READING TEXT:
Thing is, when you have 80,000 people partying on your site you tend not to have a lot of free time to see acts. Unfortunately you have responsibilities, so I spend most of the day in event control, biting my fingernails.
FI: Before any acts were announced for 2017, Parklife took out a numbers of billboards around Manchester depicting a solitary pair of Nikes, which strongly alluded to Frank Ocean being one of your headliners. From my perspective it seemed like a really effective and iconic marketing campaign, so I’m wondering whether you felt that bold and cryptic approach succeeded, and whether you’ll be employing more unorthodox marketing tactics in future.
SL: Well we always do things like that. Unlike the big corporates that go bang and just put the whole line-up out there, we like to tease and play with customers. Quite a few people got the Nike trainers reference, but just as many didn’t. However those who did get it felt very inclined to talk about it.
We’re always looking at pulling different stunts. At the Manchester Derby a few weeks ago, all I was seeing was ‘Wenger out’. As a United supporter I know it’d benefit us to keep Wenger in, so I bought the domain ‘wengerin.com’, had it redirect to Parklife’s site, and paid for a plane to circle over the stadium with the URL in tow.
FI: Your Return to New York VIP section seems to have expanded the festival’s hospitality offerings for 2017. Could you run us through what the space is all about?
SL: Sure. Parklife has grown rapidly, more so than anyone expected. We were a one-day, 20,000 capacity event when we started, and now we’ve sold out two days at 80,000. Last year was very good in the VIP, aside from the rain. Previous to that we’d never quite nailed the VIP and I was always very disappointed by that. This year, weather permitting, it will be the first year we’ve got it 100% right.
There will be a big difference between the customer experience in the main arena versus the hospitality area, not just because of nicer toilet facilities, for example, but in the much better food offering and an old school games arcade.
The full-on party happens in the main arena, but the VIP area is a place to relax with a proper cocktail in-hand. We’ve spent a lot of money on the area this time and it’s resulted in a real New York feel that I’m sure our attendees will love.
FI: Which sponsors are you working with this year, and closely do you liaise with them in determining what form their activations will take onsite?

REQUIRED ACTIONS:
A - In the Parklife interview, what domain name did the speaker buy during the Manchester Derby?
B - Carry on the Parklife interview, starting after its last question about sponsors.
The lines that come next have no connection to the Parklife interview.

RECORDS PROVIDED:
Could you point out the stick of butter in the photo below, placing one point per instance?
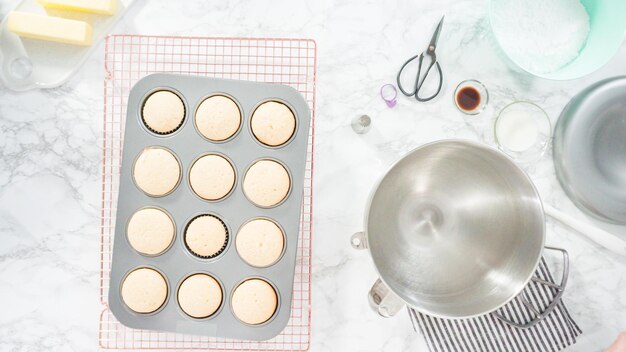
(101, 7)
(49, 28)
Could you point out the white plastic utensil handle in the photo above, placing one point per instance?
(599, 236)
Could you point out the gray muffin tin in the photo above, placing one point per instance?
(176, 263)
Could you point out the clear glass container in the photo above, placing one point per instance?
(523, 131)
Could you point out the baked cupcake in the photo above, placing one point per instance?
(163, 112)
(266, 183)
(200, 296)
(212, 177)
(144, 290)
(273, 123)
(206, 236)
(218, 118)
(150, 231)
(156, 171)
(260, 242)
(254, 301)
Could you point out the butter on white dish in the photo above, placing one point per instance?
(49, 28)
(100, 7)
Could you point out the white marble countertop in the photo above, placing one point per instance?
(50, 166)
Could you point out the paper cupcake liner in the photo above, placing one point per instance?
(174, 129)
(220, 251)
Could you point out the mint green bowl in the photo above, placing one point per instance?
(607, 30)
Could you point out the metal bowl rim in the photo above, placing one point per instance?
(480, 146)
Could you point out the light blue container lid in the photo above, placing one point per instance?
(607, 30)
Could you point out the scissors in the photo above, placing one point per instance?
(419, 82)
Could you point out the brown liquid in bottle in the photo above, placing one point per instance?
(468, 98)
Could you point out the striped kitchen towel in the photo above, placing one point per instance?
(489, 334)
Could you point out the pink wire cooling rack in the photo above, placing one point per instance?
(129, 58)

* * *

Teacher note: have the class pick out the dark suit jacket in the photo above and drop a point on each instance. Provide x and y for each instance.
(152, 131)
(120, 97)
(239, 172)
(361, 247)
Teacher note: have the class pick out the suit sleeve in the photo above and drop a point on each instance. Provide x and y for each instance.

RESULTS OF THE EXERCISE:
A - wengerin.com

B -
SL: We work extremely closely with them, we’re very hands-on. We’ve been working alongside our partners for six months on this edition.
Sometimes it’s difficult. I understand that sponsors want their money’s worth and their inclination is to have their branding on everything. We understand that our customers don’t necessarily want that though, and so it’s about finding a balance.
We’ve used a different company this year for sponsorship. It’s been an interesting year for sure, and we’ve been able to achieve things we couldn’t previously.
FI: Mitigating the threat of terrorism is a more pertinent issue than ever for the live events industry, for obvious reasons. Occuring in such close proximity to one of the UK’s recent tragedies, I imagine it must be nerve-wracking to run a high-profile festival right now. Are there any additional security measures you’ll be taking this year?
SL: Of course, and we can’t ignore this. We’ve had endless meetings with counterrorism specialists, and as it turns out we were already doing everything they suggested. However we want to go beyond that. For example, there are talks of having concrete barriers installed on the perimetre of the park in an effort to prevent a car attack.
These atrocities have changed the club, gig and festival scenes forever. We’re dealing with a different monster now. It’s very sad when you want to put a party on and there have to be police with machine guns on the entrances – I mean what kind of time are we living in?
We have got something very nice planned as a tribute to the victims though. I would urge everybody to be at the main stage on the Saturday at 9pm, just before The 1975 go on.